First Amendment to Acquisition Agreement

EX-2.1 2 ex2_1.htm EXHIBIT 2.1 ex2_1.htm

Exhibit 2.1
 
FIRST AMENDMENT TO ACQUISITION AGREEMENT


This First Amendment to Acquisition Agreement (this “Amendment”) is dated January 30, 2008, and is by and between CEI ACQUISITION, LLC, an Oregon limited liability company (“Purchaser”), and MICROFIELD GROUP, INC., an Oregon corporation (“Seller”).


RECITALS

A.            Purchaser and Seller are parties to a certain Acquisition Agreement dated November 27, 2007 (the “Acquisition Agreement”); and

B.            Purchaser and Seller now desire to amend the Acquisition Agreement as follows.


AGREEMENT

1.            Closing Payment.  Purchaser and Seller hereby agree to add the following sentence to Section 1.3(a): “To the extent that the adjustments to the Purchase Price pursuant to Section 1.2(a) and Section 1.2(b) result in an aggregate adjustment owed by Seller to Purchaser which exceeds the Purchase Price, then such excess shall be paid by Seller to Purchaser at Closing.”

2.            Corporate Existence of Purchaser.  Purchase and Seller hereby agree to change “Delaware” to “Oregon” in Section 3.1.

3.            Shareholder Meeting.  Purchaser and Seller hereby agree to revise the last sentence of Section 4.9 to read: “Seller shall use its best efforts to cause a quorum to be present at the Shareholder Meeting, and to cause a vote “for” the Acquisition.”

4.            Joint Deliveries.  Purchaser and Seller hereby agree to change “Voting Agreement” to “Reserved” in Section 6.4(b).

[Coordinate annotation entries]
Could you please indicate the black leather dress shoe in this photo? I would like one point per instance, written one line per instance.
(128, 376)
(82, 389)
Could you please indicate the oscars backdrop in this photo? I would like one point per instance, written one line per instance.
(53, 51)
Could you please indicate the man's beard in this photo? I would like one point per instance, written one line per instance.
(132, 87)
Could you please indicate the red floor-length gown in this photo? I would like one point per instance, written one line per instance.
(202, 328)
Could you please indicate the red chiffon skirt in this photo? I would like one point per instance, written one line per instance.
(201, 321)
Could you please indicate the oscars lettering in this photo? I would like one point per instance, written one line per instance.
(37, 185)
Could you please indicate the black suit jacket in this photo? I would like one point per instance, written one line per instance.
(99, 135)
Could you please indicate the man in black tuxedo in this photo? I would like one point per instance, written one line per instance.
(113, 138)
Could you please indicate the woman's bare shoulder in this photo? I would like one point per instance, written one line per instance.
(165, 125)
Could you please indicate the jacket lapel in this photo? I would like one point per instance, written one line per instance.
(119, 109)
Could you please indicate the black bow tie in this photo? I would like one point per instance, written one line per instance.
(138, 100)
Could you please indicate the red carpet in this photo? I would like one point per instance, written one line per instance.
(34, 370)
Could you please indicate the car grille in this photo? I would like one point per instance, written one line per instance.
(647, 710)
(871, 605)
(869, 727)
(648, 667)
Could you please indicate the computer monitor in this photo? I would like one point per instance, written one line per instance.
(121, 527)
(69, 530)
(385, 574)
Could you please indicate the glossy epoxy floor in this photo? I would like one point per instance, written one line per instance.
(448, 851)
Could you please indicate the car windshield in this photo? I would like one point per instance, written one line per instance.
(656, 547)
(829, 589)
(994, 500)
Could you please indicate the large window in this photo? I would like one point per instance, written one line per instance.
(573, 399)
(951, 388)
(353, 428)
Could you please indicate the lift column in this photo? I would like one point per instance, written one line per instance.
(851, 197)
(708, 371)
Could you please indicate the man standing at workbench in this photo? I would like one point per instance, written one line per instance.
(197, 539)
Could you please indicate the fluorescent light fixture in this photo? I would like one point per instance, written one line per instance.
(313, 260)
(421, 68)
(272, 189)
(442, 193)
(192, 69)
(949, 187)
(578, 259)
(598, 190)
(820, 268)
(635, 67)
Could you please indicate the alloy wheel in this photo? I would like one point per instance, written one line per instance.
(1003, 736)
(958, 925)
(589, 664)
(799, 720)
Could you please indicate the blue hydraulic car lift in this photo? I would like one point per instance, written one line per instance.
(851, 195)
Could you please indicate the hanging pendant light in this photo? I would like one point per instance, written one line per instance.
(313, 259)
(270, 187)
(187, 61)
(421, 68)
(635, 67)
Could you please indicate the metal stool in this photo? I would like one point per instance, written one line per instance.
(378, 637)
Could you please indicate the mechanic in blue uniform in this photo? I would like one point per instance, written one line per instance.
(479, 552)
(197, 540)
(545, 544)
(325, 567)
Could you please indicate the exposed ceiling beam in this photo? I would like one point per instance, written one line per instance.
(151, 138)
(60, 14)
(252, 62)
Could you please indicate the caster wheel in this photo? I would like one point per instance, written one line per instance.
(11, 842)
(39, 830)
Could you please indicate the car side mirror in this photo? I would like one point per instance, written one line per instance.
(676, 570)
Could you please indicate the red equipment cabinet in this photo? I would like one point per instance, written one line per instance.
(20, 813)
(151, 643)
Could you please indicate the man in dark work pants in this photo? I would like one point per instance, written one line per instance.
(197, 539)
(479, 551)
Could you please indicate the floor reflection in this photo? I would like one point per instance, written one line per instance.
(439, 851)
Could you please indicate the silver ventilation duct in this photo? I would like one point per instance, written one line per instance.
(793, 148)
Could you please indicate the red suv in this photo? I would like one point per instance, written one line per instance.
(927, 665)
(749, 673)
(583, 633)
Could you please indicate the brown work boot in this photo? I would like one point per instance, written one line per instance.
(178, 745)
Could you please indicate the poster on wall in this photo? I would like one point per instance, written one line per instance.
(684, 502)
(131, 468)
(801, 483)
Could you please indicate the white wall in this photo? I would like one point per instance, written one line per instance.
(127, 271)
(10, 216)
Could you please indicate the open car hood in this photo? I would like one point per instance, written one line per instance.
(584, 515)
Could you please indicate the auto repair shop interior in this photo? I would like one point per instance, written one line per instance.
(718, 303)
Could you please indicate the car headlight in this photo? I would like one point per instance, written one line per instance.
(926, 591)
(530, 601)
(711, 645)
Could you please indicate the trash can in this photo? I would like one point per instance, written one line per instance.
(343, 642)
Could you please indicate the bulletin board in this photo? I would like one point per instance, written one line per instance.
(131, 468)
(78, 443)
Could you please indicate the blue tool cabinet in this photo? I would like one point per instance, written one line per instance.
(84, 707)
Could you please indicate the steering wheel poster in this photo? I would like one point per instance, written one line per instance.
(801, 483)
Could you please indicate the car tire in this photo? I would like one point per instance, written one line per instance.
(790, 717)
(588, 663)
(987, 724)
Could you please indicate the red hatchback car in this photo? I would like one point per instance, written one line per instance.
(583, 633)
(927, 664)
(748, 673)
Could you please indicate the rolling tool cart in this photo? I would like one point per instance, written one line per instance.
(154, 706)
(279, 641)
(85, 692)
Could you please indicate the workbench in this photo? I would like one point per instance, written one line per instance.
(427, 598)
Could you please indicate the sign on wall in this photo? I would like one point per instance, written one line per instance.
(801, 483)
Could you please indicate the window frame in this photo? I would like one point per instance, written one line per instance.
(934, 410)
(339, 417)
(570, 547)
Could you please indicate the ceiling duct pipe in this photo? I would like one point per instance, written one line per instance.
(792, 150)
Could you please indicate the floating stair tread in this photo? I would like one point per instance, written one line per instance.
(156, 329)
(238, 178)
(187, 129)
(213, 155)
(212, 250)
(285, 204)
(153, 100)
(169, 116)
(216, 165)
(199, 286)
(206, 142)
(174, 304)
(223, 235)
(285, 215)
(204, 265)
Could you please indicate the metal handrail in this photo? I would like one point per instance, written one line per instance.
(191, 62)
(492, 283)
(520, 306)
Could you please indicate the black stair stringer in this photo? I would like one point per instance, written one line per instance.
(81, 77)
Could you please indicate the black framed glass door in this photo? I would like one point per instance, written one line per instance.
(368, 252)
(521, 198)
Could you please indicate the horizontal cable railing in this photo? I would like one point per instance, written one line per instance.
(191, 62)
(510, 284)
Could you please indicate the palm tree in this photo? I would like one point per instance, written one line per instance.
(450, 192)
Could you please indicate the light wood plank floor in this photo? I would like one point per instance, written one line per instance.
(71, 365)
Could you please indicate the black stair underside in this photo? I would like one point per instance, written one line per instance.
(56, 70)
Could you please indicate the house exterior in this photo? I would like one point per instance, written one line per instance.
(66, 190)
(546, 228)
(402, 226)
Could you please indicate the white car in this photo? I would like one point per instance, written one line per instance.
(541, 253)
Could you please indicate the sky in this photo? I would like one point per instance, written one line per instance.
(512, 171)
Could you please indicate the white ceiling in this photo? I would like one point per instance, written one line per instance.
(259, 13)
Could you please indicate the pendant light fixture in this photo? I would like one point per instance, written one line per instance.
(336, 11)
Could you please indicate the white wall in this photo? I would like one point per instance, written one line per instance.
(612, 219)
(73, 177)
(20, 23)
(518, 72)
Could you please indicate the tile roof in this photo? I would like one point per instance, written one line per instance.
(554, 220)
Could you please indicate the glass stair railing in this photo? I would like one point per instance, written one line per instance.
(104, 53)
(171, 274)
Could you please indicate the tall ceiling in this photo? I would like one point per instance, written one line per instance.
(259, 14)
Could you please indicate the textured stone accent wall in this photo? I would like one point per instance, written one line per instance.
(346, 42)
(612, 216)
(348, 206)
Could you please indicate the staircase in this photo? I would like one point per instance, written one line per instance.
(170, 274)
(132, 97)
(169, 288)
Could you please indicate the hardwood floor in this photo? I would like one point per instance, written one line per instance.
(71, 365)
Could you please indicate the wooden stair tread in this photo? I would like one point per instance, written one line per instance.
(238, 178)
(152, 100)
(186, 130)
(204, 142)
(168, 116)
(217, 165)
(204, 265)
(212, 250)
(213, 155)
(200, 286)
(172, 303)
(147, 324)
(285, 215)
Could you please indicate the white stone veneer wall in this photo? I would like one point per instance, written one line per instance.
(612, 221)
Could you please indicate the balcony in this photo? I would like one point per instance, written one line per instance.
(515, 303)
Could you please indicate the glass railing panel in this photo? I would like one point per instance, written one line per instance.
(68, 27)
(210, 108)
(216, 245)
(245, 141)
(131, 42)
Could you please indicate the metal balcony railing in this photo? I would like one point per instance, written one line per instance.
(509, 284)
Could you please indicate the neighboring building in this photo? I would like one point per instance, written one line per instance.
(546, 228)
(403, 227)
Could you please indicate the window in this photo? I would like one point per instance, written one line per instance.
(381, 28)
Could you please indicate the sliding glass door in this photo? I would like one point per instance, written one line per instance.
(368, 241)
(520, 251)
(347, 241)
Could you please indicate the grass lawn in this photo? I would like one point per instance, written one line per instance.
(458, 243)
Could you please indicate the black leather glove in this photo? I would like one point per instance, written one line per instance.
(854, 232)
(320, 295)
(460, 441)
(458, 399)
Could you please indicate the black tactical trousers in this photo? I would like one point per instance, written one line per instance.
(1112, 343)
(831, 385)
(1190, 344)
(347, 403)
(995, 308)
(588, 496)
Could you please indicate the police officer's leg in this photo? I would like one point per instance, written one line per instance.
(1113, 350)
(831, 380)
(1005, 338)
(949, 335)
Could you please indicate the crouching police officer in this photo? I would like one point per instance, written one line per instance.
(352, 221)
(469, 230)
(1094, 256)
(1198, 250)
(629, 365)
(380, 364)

- _SHORT EXERCISE A_
From the acquisition agreement amendment, extract the passage starting at "1.            Closing Payment.  Purchaser" and ending at "in Section 3.1.", copied word for word.
- _SHORT EXERCISE B_
Extend the acquisition agreement amendment, picking up right after its final sentence.

- _OUTPUT A_
1.            Closing Payment.  Purchaser and Seller hereby agree to add the following sentence to Section 1.3(a): “To the extent that the adjustments to the Purchase Price pursuant to Section 1.2(a) and Section 1.2(b) result in an aggregate adjustment owed by Seller to Purchaser which exceeds the Purchase Price, then such excess shall be paid by Seller to Purchaser at Closing.”

2.            Corporate Existence of Purchaser.  Purchase and Seller hereby agree to change “Delaware” to “Oregon” in Section 3.1.

- _OUTPUT B_
5.            Disclosure Schedules.  Purchaser and Seller hereby agree to revise Section 8.15 to read: “Seller will prepare the Disclosure Schedules and deliver them to Buyer no later than fifteen (15) days prior to the Shareholder Meeting.”

6.            Certain Definitions.  Purchaser and Seller hereby agree to delete the definition of “Voting Agreement” from Section 8.16.

7.            Effect of Amendment.  Except as amended by the terms and conditions hereof, all terms and conditions of the Acquisition Agreement shall remain in full force and effect.
 

 
8.            Capitalized Terms.  Capitalized terms used but not defined herein shall have the meaning set out in the Acquisition Agreement.

9.            Execution.  This Amendment may be executed in counterparts.  Facsimile delivery is sufficient.


In witness whereof, this First Amendment to Acquisition Agreement has been duly executed and delivered by each party hereto as of the date first above written.


 
CEI ACQUISITION, LLC
     
     
 
Signature:
/s/ Mark Walter
   
Mark Walter
   
Managing Member
     
     
 
MICROFIELD GROUP, INC.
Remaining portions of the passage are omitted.